▸ **TASK DETAILS**
Retype every entry below exactly as it stands.

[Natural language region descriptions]
========
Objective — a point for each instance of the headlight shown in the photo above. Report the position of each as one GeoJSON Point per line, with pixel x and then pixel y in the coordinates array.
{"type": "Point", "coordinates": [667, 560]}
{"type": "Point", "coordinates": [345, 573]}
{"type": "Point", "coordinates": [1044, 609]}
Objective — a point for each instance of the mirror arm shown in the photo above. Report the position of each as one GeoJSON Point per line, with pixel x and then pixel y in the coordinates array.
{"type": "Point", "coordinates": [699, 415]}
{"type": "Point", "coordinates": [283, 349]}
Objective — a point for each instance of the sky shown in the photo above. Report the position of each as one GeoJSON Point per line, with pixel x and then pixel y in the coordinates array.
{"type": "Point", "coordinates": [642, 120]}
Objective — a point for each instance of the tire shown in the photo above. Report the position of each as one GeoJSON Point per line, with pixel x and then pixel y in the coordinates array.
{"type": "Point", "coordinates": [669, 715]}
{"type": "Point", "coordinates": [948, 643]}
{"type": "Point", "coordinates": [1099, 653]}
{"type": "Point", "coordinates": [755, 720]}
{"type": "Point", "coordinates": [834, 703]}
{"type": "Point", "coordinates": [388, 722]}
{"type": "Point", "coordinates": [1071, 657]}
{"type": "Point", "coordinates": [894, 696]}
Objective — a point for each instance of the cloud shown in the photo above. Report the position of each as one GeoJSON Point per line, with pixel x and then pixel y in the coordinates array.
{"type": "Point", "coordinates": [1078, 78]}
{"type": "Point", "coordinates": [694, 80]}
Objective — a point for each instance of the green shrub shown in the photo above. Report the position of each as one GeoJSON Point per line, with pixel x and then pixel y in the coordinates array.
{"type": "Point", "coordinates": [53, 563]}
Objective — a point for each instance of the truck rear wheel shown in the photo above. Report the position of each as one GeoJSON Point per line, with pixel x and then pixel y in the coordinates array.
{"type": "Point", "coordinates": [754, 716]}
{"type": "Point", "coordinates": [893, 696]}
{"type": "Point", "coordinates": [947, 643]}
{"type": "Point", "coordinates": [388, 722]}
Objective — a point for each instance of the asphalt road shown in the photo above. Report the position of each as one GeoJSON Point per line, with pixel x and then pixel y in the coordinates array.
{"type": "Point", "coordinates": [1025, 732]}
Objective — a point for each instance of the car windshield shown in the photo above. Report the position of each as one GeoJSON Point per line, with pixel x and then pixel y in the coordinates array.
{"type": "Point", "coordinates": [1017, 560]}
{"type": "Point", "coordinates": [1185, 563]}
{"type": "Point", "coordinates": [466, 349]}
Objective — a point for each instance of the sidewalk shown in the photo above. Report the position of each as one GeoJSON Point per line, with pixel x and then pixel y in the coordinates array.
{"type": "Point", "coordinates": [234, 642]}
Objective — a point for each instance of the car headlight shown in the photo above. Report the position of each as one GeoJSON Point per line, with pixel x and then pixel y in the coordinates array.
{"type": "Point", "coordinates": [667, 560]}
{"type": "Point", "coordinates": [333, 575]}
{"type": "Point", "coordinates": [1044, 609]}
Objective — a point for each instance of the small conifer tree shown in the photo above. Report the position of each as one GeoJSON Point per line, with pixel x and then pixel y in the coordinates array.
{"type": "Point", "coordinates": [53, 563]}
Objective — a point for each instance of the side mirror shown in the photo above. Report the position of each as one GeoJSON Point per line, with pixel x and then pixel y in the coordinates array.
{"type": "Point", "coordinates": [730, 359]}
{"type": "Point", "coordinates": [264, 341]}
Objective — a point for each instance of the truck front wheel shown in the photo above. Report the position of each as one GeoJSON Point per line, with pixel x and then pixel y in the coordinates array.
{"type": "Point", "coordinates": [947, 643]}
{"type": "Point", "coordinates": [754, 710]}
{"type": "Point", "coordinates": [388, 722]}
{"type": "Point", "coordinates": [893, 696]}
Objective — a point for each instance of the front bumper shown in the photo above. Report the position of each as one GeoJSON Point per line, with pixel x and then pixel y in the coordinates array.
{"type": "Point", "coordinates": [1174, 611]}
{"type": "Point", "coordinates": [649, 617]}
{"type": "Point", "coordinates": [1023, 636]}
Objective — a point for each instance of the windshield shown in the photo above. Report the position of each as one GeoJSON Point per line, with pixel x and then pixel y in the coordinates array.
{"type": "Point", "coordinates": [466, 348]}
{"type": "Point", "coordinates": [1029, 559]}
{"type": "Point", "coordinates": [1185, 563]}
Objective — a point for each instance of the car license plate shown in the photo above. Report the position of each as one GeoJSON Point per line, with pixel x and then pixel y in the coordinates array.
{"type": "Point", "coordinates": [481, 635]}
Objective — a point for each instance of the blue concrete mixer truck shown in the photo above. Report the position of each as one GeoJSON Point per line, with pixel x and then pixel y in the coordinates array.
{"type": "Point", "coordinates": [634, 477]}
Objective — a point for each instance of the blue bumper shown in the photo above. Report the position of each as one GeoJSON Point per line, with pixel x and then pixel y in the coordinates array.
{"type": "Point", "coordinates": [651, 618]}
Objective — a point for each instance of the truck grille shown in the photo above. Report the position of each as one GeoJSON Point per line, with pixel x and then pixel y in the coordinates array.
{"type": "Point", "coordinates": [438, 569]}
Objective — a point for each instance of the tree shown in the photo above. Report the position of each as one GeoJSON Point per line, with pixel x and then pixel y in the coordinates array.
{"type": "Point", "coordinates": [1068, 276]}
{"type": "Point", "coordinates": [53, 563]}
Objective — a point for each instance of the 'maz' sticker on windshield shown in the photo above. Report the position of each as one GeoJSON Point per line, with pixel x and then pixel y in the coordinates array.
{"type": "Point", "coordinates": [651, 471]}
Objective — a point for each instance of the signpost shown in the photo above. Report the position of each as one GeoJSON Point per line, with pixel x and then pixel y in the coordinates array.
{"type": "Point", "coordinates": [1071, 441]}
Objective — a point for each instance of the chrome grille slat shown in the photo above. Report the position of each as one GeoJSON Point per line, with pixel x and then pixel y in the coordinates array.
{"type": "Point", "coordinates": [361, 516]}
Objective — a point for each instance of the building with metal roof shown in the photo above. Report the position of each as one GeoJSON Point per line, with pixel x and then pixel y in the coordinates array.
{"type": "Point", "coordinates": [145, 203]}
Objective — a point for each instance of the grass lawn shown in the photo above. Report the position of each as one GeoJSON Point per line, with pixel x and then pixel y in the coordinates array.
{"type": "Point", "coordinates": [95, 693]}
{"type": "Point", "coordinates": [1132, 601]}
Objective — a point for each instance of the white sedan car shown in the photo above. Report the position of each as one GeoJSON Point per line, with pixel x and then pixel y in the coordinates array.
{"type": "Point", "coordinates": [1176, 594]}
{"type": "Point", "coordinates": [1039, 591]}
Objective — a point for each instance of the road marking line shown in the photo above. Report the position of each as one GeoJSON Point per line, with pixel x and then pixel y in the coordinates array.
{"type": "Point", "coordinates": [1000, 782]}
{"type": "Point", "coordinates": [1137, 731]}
========
▸ **RESULT BELOW**
Objective — a point for each instance of the headlight shown in the photo above. Report the position of each as one GeoJSON Point per line, with pixel x and then pixel y in the coordinates array.
{"type": "Point", "coordinates": [667, 560]}
{"type": "Point", "coordinates": [345, 573]}
{"type": "Point", "coordinates": [1044, 609]}
Objective — a point for each instance of the mirror arm shown in the photo above. Report the position of each as one GeoJSON Point per line, with pixel x and then pixel y in the coordinates array.
{"type": "Point", "coordinates": [699, 415]}
{"type": "Point", "coordinates": [283, 349]}
Objective — a point for each instance of the sky shown in the photo above. Report the position of each as one GeoJSON Point per line, with pixel x and then pixel y in the coordinates array.
{"type": "Point", "coordinates": [642, 120]}
Objective — a point for each instance of the tire shown in the photo above. Report the position of each as one GeoJSON Point per line, with pixel x and then pixel y in the coordinates array.
{"type": "Point", "coordinates": [669, 715]}
{"type": "Point", "coordinates": [948, 643]}
{"type": "Point", "coordinates": [1099, 653]}
{"type": "Point", "coordinates": [755, 720]}
{"type": "Point", "coordinates": [834, 703]}
{"type": "Point", "coordinates": [388, 722]}
{"type": "Point", "coordinates": [1071, 657]}
{"type": "Point", "coordinates": [894, 696]}
Objective — a point for each instance of the cloud shown in the photo above. Report the position of each as one GeoJSON Point per line, with pixel x and then pixel y in the coordinates array.
{"type": "Point", "coordinates": [1078, 78]}
{"type": "Point", "coordinates": [694, 80]}
Objective — a point for each instance of the green shrub shown in the photo above. Report the position of each as one GeoJSON Point per line, with pixel x and then pixel y in the coordinates array.
{"type": "Point", "coordinates": [53, 563]}
Objective — a point for each instance of the truck rear wheel shown in the photo above. Report the position of each as one GeoJSON Point per line, with pixel x and then pixel y in the coordinates array.
{"type": "Point", "coordinates": [754, 716]}
{"type": "Point", "coordinates": [893, 696]}
{"type": "Point", "coordinates": [947, 643]}
{"type": "Point", "coordinates": [388, 722]}
Objective — a point for each instance of the asphalt road shown in the photo above. Report the position of each as one GeoJSON Point per line, with pixel x and then pixel y in the coordinates array.
{"type": "Point", "coordinates": [1025, 732]}
Objective — a point for each instance of the car windshield shown in the photo above. Report the position of each as one GeoJSON Point per line, with pixel x and then pixel y in the coordinates array.
{"type": "Point", "coordinates": [1017, 560]}
{"type": "Point", "coordinates": [1185, 563]}
{"type": "Point", "coordinates": [466, 349]}
Objective — a point for each instance of the sidewalk shown in the photo above. Report the position of each as one GeoJSON Point per line, with pixel x and then pixel y in the coordinates array.
{"type": "Point", "coordinates": [234, 642]}
Objective — a point for each instance of the car headlight shown in the photo above. Report the position of each as one GeoJSON Point per line, with pixel x and then pixel y in the coordinates array.
{"type": "Point", "coordinates": [667, 560]}
{"type": "Point", "coordinates": [333, 575]}
{"type": "Point", "coordinates": [1044, 609]}
Objective — a point for each instance of the small conifer tree shown in the photo above. Report the position of each as one GeoJSON Point per line, with pixel x and then pixel y in the coordinates array.
{"type": "Point", "coordinates": [53, 563]}
Objective — a point for each instance of the side mirror shown in the photo above. Report the position of each as one GeoJSON Point per line, with pixel x and then pixel y in the coordinates array.
{"type": "Point", "coordinates": [730, 359]}
{"type": "Point", "coordinates": [264, 341]}
Objective — a point for each instance of the truck front wheel shown in the photo above. Report the position of each as one GeoJSON Point per line, with pixel x and then pixel y in the coordinates array.
{"type": "Point", "coordinates": [947, 643]}
{"type": "Point", "coordinates": [754, 710]}
{"type": "Point", "coordinates": [388, 722]}
{"type": "Point", "coordinates": [893, 696]}
Objective — a point for each instance of the front bumper shown in the photo above. Report the position of each as one GeoJSON Point per line, with pixel x and then pixel y in the coordinates array.
{"type": "Point", "coordinates": [1174, 611]}
{"type": "Point", "coordinates": [649, 617]}
{"type": "Point", "coordinates": [1023, 636]}
Objective — a point for each instance of the windshield shown in the photo above. Report the position of each as one GeoJSON Point per line, with pixel x and then pixel y in the coordinates array.
{"type": "Point", "coordinates": [466, 348]}
{"type": "Point", "coordinates": [1029, 559]}
{"type": "Point", "coordinates": [1185, 563]}
Objective — a point for each instance of the car license plate shown in the photo above. Report the position of each as one GeoJSON Point per line, with pixel x and then pixel y in the coordinates array.
{"type": "Point", "coordinates": [481, 635]}
Objective — a point for each instance of the blue concrete mixer truck shown in the photo above. Report the position of each as one GeoJSON Point per line, with pixel x and then pixel y in the coordinates array.
{"type": "Point", "coordinates": [634, 477]}
Objective — a point for each instance of the blue bumper shown in the photo above. Report the position of each as one GeoJSON Point per line, with pixel x and then pixel y in the coordinates array.
{"type": "Point", "coordinates": [651, 618]}
Objective — a point for each instance of the truck grille shown in the photo above. Report the position of each as one GeoJSON Point per line, with pixel x and then pixel y in the coordinates array.
{"type": "Point", "coordinates": [438, 569]}
Objective — a point for each instance of the tree shown in the photo above. Report the position of each as one GeoJSON Point per line, with pixel x and then pixel y in the coordinates array.
{"type": "Point", "coordinates": [1068, 276]}
{"type": "Point", "coordinates": [53, 563]}
Objective — a point for each instance of the 'maz' sticker on windshield shown in the photo above. Report the position of each as one GeoJSON Point per line, with pixel x and then pixel y in the coordinates array.
{"type": "Point", "coordinates": [651, 471]}
Objective — a point for each instance of the signpost shown in the photo above. Report the position of each as one GeoJSON Point per line, with pixel x and then pixel y in the coordinates array.
{"type": "Point", "coordinates": [1071, 441]}
Objective — a point for each instance of the chrome grille slat shown in the photo above. Report the position of each as one GeoJSON Point per line, with pixel x and then pixel y in the coordinates array.
{"type": "Point", "coordinates": [361, 516]}
Objective — a point for each instance of the building with metal roof shown in the photo above. Report the position of each as one GeoJSON Point per line, with pixel x and then pixel y in the coordinates array.
{"type": "Point", "coordinates": [145, 203]}
Objective — a point for each instance of the grass lawn shown in the photo above. Report the position of each as one GeoJSON Point per line, with pixel x and then pixel y in the coordinates array.
{"type": "Point", "coordinates": [95, 693]}
{"type": "Point", "coordinates": [1132, 601]}
Objective — a point for each instance of the white sedan car shown in the photo above. Report the position of each as one GeoJSON Point per line, with pixel x and then pixel y in the coordinates array.
{"type": "Point", "coordinates": [1176, 594]}
{"type": "Point", "coordinates": [1039, 591]}
Objective — a point for each instance of the road marking line shown in the photo above. Report the position of each as one GeoJSON Point per line, with pixel x and then pixel y in the coordinates array.
{"type": "Point", "coordinates": [1000, 782]}
{"type": "Point", "coordinates": [1137, 731]}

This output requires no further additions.